> **EXERCISE DATA**
------

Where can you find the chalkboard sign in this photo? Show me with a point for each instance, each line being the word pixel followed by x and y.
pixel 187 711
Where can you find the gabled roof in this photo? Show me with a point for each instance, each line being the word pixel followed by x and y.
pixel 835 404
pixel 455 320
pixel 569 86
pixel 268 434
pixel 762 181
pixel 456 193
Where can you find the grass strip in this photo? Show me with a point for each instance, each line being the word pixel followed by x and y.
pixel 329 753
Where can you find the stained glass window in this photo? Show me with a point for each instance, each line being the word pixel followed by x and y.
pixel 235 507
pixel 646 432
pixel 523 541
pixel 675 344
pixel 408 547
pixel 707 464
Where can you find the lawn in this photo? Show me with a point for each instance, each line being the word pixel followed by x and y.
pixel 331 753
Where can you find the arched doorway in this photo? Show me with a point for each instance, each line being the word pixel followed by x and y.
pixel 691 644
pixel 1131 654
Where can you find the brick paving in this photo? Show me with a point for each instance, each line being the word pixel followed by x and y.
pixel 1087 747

------

> **DIRECTIONS FOR THIS TASK**
Print exactly the lines of the records from the one containing "Where can you find the grass" through the end, and nothing besides them.

> **EXERCISE OUTPUT**
Where can you find the grass strip in this photo? Show me with a point for each instance, each line being the word pixel followed by x and y.
pixel 329 753
Where can you find the stained glass window in this photo? Show me with a point for each instance, each line being the word pixel followed by x and y.
pixel 235 507
pixel 646 432
pixel 523 541
pixel 675 344
pixel 408 547
pixel 707 464
Where can you find the lawn in this photo? Show me with a point for each instance, each line being the word pixel followed by x and y.
pixel 331 753
Where can you find the arched doorway in this photo? Show me with a point for each instance, each line being the word pixel followed by x and y.
pixel 691 644
pixel 1131 654
Where can you find the brick paving in this photo? Show me with a point for each instance, each line being the word pixel followed by x and y.
pixel 1087 747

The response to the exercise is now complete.